# OPDRACHT
Herhaalt u alle onderstaande gegevens letterlijk en volledig, regel voor regel.

________________________

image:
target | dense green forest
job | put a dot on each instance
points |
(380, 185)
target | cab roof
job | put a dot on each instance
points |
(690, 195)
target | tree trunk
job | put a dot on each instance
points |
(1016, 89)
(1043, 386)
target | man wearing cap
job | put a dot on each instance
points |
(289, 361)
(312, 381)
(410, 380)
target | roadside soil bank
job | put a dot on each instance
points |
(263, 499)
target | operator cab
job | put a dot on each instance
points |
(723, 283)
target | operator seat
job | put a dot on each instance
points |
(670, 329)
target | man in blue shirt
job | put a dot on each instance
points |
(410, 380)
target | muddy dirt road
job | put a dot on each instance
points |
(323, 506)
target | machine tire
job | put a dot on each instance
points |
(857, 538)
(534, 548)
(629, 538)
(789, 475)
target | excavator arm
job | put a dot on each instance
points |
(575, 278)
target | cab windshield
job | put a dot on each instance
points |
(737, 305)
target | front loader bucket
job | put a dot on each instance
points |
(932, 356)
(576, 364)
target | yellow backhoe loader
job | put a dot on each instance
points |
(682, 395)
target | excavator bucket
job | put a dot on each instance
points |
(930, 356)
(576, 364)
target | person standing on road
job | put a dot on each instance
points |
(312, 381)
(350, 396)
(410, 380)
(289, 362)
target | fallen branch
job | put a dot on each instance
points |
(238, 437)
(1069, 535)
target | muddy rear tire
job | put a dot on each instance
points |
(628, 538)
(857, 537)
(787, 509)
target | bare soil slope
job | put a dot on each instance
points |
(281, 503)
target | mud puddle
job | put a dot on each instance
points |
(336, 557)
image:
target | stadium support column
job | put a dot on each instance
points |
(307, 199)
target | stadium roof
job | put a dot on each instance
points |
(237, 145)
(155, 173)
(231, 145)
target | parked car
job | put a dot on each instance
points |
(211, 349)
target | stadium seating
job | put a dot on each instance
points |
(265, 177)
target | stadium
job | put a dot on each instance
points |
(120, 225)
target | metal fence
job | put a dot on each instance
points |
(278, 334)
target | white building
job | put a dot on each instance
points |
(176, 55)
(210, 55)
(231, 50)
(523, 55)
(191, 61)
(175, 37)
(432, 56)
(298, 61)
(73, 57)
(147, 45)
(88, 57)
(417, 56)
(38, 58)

________________________

# UITWERKING
image:
target | dense green forest
job | put a dot on each instance
points |
(380, 185)
target | cab roof
job | put a dot on each instance
points |
(690, 195)
target | tree trunk
job | put a dot on each instance
points |
(1016, 89)
(1043, 386)
target | man wearing cap
job | put a dot on each instance
points |
(289, 361)
(312, 381)
(410, 380)
target | roadside soil bank
job | put a dot on each instance
points |
(263, 499)
target | operator cab
job | put a dot on each instance
points |
(723, 283)
target | operator seat
job | put a dot on each instance
points |
(670, 329)
target | man in blue shirt
job | put a dot on each instance
points |
(410, 380)
target | muddy dirt road
job | put a dot on each instance
points |
(323, 506)
target | machine tire
job | put a dot on each instance
points |
(857, 538)
(534, 548)
(629, 538)
(789, 475)
target | excavator arm
job | put a dot on each instance
points |
(575, 278)
target | cab windshield
job | put a dot on each instance
points |
(737, 305)
target | front loader bucket
job | put a dot on each instance
points |
(932, 356)
(576, 364)
target | yellow backhoe loader
job | put a dot on each instance
points |
(682, 395)
target | excavator bucket
job | put a dot on each instance
points |
(930, 356)
(576, 364)
target | person standing on road
job | put a dot on each instance
points |
(312, 381)
(350, 396)
(410, 380)
(289, 362)
target | fallen branch
job | put a dot on each instance
points |
(238, 437)
(1069, 535)
target | muddy rear tire
job | put a dot on each instance
points |
(628, 538)
(857, 537)
(787, 509)
target | bare soil slope
job | put a dot on each instance
points |
(281, 503)
target | mud puddle
job | put a dot on each instance
points |
(336, 557)
image:
target | stadium support column
job | put a dot on each instance
points |
(307, 199)
target | stadium roof
job | put a dot on each instance
points |
(237, 145)
(155, 173)
(231, 145)
target | parked car
job | put a dot on each instance
points |
(211, 349)
target | stadium seating
job | put a dot on each instance
points |
(265, 177)
target | stadium
job | put a dot on each instance
points |
(120, 225)
target | metal fence
job | put a dot on each instance
points |
(278, 334)
target | white building
job | put a dot on each instance
points |
(176, 55)
(210, 55)
(231, 50)
(523, 55)
(191, 61)
(175, 37)
(432, 56)
(298, 61)
(73, 57)
(147, 45)
(88, 57)
(417, 56)
(38, 58)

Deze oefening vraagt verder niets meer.